[Job a] Count the lines in the listing that contain the string "gray", matching case exactly, and reply with the number alone.

Stopping the nozzles inside the mounting sleave is the overheating problem, you've basically turned the sleave into a step nozzle/flame holder and are heating the sleave with flame contact. Ideally you want the flame burning ON the leading tip of the nozzle. Inside it even a little causes the sleave to heat up which lowers the rate of propagation meaning the mixture's velocity doesn't overcome the flame front and the flame moves farther up the burner. What we'd call a "back fire" in a oxy fuel welding torch. 

I'm not a fan of using bell reducers for the nozzle flare but they will work if the burner is adjusted correctly. I use thread protectors myself but we can work with what you have. The first thing I'd try is replacing the final nipple from the elbow by at least 1 1/2" maybe 2" to extend the end of the flare to just outside the mounting sleave. The sleaves should NOT be inside the shell more than just to the edge of the refractory if that far.

The refractory wool doesn't appear rigidized or covered with a hard refractory, this is a serious health hazard especially in the burner ports. You REALLY should address this issue and it'll make a big difference in the flame shape's quality. Think of it like having the inside of your water nozzle fuzzy. Picture the stream of water, Hmmm?

[Excerpted records]
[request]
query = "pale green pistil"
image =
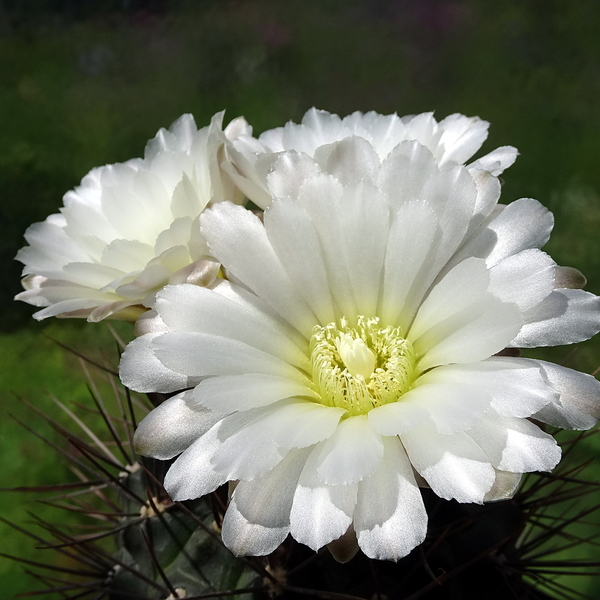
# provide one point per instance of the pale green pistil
(361, 367)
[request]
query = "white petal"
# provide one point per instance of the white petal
(460, 288)
(453, 465)
(579, 404)
(199, 355)
(406, 275)
(504, 487)
(523, 224)
(238, 239)
(289, 173)
(363, 223)
(267, 500)
(172, 427)
(563, 317)
(516, 445)
(320, 513)
(461, 322)
(525, 278)
(190, 308)
(405, 171)
(352, 453)
(241, 392)
(140, 370)
(244, 538)
(451, 406)
(396, 417)
(191, 475)
(350, 160)
(496, 161)
(462, 137)
(296, 243)
(255, 441)
(390, 518)
(517, 385)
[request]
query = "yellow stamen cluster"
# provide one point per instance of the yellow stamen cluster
(362, 366)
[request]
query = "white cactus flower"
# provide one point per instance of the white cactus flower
(452, 141)
(129, 229)
(352, 355)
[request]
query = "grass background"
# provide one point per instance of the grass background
(87, 82)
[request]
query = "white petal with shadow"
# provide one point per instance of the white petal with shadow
(579, 404)
(173, 426)
(191, 475)
(454, 466)
(390, 517)
(244, 538)
(515, 445)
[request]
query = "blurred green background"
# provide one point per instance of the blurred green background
(87, 82)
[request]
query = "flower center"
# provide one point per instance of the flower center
(360, 367)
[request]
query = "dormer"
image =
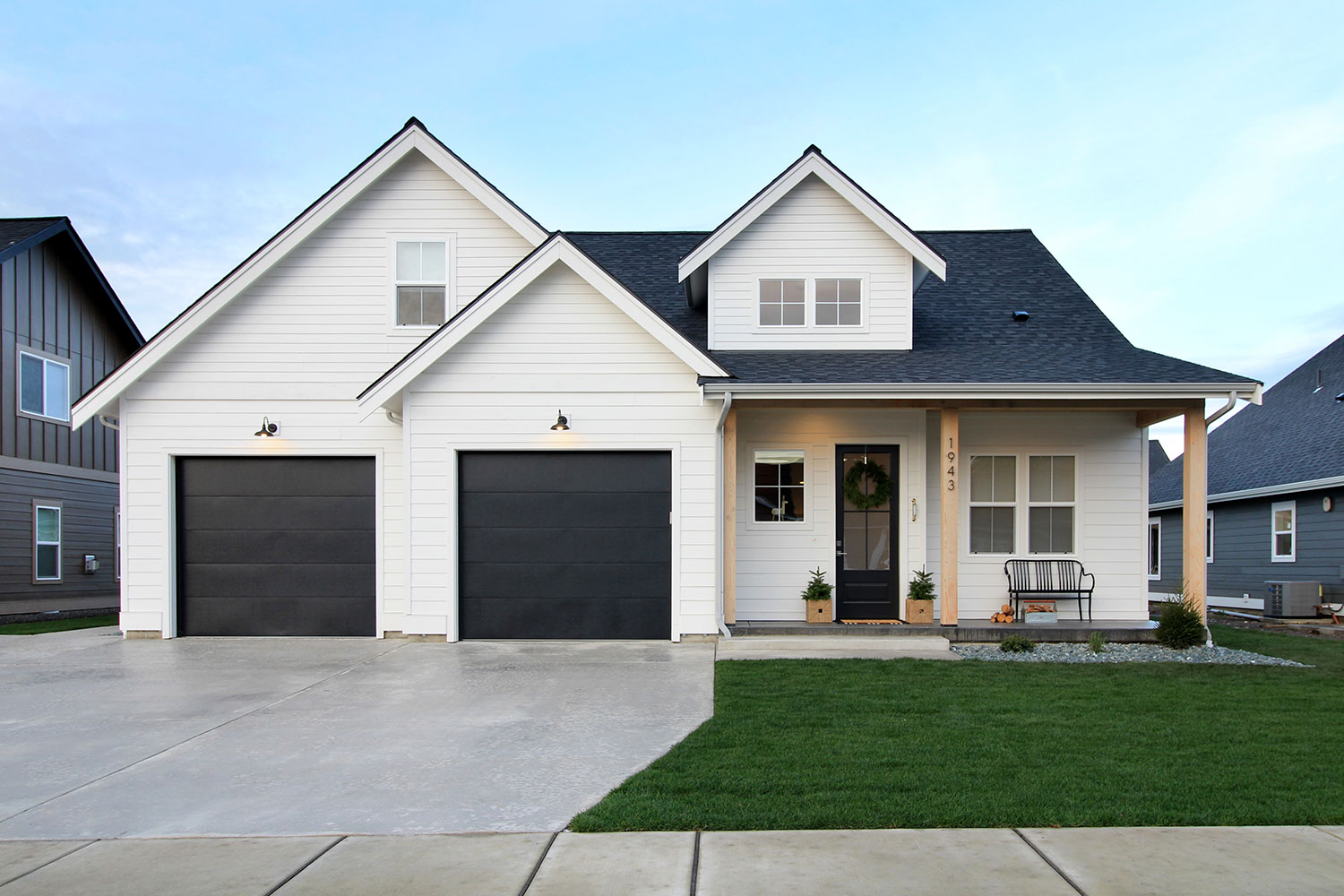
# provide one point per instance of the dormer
(811, 263)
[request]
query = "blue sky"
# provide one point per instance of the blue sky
(1182, 160)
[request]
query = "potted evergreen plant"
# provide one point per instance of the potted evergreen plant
(817, 594)
(919, 598)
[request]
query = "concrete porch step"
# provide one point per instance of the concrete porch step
(833, 648)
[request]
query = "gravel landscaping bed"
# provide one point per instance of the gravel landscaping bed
(1120, 653)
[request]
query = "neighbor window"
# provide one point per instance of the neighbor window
(421, 282)
(839, 303)
(994, 503)
(46, 541)
(779, 487)
(1155, 548)
(782, 303)
(1050, 504)
(1284, 516)
(43, 387)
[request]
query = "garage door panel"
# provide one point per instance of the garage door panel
(633, 618)
(545, 544)
(297, 546)
(642, 509)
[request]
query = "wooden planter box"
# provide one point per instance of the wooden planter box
(919, 611)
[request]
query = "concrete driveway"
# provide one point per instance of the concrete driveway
(109, 737)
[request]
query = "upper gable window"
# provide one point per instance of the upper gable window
(839, 303)
(782, 303)
(43, 387)
(421, 282)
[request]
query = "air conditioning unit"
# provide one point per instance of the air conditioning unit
(1292, 598)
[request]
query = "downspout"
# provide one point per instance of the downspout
(718, 504)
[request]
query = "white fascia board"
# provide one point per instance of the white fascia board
(386, 392)
(107, 392)
(833, 177)
(1262, 492)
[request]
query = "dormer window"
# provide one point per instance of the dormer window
(421, 282)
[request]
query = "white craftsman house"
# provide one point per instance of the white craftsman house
(418, 411)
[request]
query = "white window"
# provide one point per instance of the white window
(421, 282)
(779, 487)
(1050, 504)
(839, 303)
(1155, 547)
(46, 541)
(782, 303)
(43, 387)
(1284, 535)
(994, 503)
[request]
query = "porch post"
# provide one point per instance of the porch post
(730, 517)
(1195, 508)
(949, 455)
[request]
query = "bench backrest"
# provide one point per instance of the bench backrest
(1043, 575)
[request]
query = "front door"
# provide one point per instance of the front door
(867, 495)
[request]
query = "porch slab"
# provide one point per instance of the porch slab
(835, 648)
(967, 632)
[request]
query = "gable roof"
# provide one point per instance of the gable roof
(1295, 438)
(411, 137)
(558, 249)
(812, 163)
(21, 234)
(964, 332)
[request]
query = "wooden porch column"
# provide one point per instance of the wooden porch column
(730, 516)
(1195, 508)
(949, 455)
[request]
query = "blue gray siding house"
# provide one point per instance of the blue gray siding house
(1276, 484)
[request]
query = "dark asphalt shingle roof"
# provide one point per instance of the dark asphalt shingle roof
(962, 328)
(1296, 435)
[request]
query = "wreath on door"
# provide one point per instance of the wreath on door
(875, 476)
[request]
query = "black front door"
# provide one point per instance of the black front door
(867, 530)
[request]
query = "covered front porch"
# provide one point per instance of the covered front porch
(954, 487)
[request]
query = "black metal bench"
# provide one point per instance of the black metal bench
(1059, 579)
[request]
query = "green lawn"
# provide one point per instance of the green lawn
(58, 625)
(909, 743)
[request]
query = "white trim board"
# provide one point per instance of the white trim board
(411, 137)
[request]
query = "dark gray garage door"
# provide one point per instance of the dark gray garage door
(566, 544)
(276, 546)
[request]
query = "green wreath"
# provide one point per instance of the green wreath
(875, 474)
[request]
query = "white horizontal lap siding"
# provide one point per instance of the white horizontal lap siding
(774, 559)
(1109, 521)
(297, 347)
(559, 346)
(812, 231)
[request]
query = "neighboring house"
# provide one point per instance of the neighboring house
(1276, 479)
(64, 330)
(416, 410)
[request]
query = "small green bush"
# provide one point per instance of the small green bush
(1179, 622)
(817, 589)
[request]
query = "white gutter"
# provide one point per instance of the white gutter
(718, 504)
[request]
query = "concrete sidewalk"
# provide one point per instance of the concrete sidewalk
(1093, 861)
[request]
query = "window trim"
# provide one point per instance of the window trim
(1273, 532)
(38, 504)
(449, 239)
(46, 358)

[Job b] Extend the burner nozzle advice past its final sentence.

[Task output a] 4

[Task output b]
Those are your main issues right now, pull the sleave back if possible and most definitely push the burner flare to JUST outside the sleave.

Forget the flame holders that is NOT your problem, they would in fact make it worse with the configuration as it sits now.

I suggested them because the video showed that the flame was burning back and a flame holder is a method or preventing back burning. However with a little more information I see it's the mounting configuration that forces the back burn. So, forget the screen flame holders. Yes?

Maybe later but not now.

Frosty The Lucky.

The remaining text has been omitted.